### Given records

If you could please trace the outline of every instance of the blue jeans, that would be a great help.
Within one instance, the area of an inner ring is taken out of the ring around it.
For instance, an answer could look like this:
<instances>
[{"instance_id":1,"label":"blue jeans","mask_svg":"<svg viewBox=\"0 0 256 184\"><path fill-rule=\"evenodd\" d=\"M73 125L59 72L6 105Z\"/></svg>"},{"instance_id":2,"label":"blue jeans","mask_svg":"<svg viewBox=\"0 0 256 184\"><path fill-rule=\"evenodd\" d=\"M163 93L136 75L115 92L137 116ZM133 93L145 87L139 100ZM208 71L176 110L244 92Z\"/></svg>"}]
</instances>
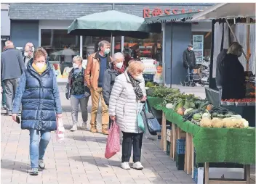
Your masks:
<instances>
[{"instance_id":1,"label":"blue jeans","mask_svg":"<svg viewBox=\"0 0 256 184\"><path fill-rule=\"evenodd\" d=\"M40 132L40 135L39 135ZM51 133L48 131L39 131L29 130L30 135L30 157L31 168L39 167L39 160L43 159L45 150L51 138Z\"/></svg>"}]
</instances>

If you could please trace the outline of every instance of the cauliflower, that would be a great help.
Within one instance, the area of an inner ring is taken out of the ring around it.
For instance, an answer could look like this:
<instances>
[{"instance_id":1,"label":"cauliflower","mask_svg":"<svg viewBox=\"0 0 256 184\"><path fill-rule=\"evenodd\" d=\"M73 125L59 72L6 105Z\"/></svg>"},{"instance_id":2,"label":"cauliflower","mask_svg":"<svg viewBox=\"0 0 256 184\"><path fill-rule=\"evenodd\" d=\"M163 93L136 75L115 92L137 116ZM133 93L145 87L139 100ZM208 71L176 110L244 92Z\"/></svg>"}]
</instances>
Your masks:
<instances>
[{"instance_id":1,"label":"cauliflower","mask_svg":"<svg viewBox=\"0 0 256 184\"><path fill-rule=\"evenodd\" d=\"M203 127L212 127L212 121L211 120L204 117L201 120L200 126Z\"/></svg>"},{"instance_id":2,"label":"cauliflower","mask_svg":"<svg viewBox=\"0 0 256 184\"><path fill-rule=\"evenodd\" d=\"M223 122L221 119L215 117L212 120L212 127L223 127Z\"/></svg>"}]
</instances>

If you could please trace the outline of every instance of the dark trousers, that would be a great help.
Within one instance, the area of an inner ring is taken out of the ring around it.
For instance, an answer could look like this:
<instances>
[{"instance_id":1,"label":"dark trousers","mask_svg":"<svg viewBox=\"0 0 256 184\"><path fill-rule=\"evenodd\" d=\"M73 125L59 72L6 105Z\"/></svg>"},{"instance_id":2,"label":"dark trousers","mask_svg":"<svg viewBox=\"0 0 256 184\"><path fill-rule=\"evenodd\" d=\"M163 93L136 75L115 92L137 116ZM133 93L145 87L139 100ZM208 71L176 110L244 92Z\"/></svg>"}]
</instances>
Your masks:
<instances>
[{"instance_id":1,"label":"dark trousers","mask_svg":"<svg viewBox=\"0 0 256 184\"><path fill-rule=\"evenodd\" d=\"M133 162L140 162L143 133L123 133L121 162L129 162L133 148Z\"/></svg>"}]
</instances>

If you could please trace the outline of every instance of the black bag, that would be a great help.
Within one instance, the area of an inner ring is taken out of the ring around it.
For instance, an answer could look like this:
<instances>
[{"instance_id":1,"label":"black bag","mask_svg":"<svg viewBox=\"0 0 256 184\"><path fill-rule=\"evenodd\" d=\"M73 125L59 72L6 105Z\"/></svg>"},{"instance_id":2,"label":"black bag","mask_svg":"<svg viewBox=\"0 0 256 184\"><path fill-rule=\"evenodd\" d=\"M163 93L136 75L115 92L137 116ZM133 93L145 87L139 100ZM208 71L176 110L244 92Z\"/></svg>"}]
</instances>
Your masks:
<instances>
[{"instance_id":1,"label":"black bag","mask_svg":"<svg viewBox=\"0 0 256 184\"><path fill-rule=\"evenodd\" d=\"M161 132L161 125L151 108L148 107L148 101L145 103L144 111L148 131L151 135L156 135L158 132Z\"/></svg>"}]
</instances>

### Exercise instructions
Revise the lines from the one containing "bag, that would be a great help." through the last line, swapping "trace" for "sketch" and keeping everything else the same.

### Written reply
If you could please sketch the outline of every instance of the black bag, that would be a great help.
Within one instance, the area of an inner ring is taken out of the ring around it.
For instance, an answer could look like this:
<instances>
[{"instance_id":1,"label":"black bag","mask_svg":"<svg viewBox=\"0 0 256 184\"><path fill-rule=\"evenodd\" d=\"M73 125L59 72L6 105Z\"/></svg>"},{"instance_id":2,"label":"black bag","mask_svg":"<svg viewBox=\"0 0 256 184\"><path fill-rule=\"evenodd\" d=\"M163 93L136 75L115 92L137 116ZM133 93L145 87L139 100ZM208 71L176 110L244 92Z\"/></svg>"}]
</instances>
Your masks:
<instances>
[{"instance_id":1,"label":"black bag","mask_svg":"<svg viewBox=\"0 0 256 184\"><path fill-rule=\"evenodd\" d=\"M161 132L161 125L151 108L148 107L148 101L145 103L144 111L148 131L151 135L156 135L158 132Z\"/></svg>"}]
</instances>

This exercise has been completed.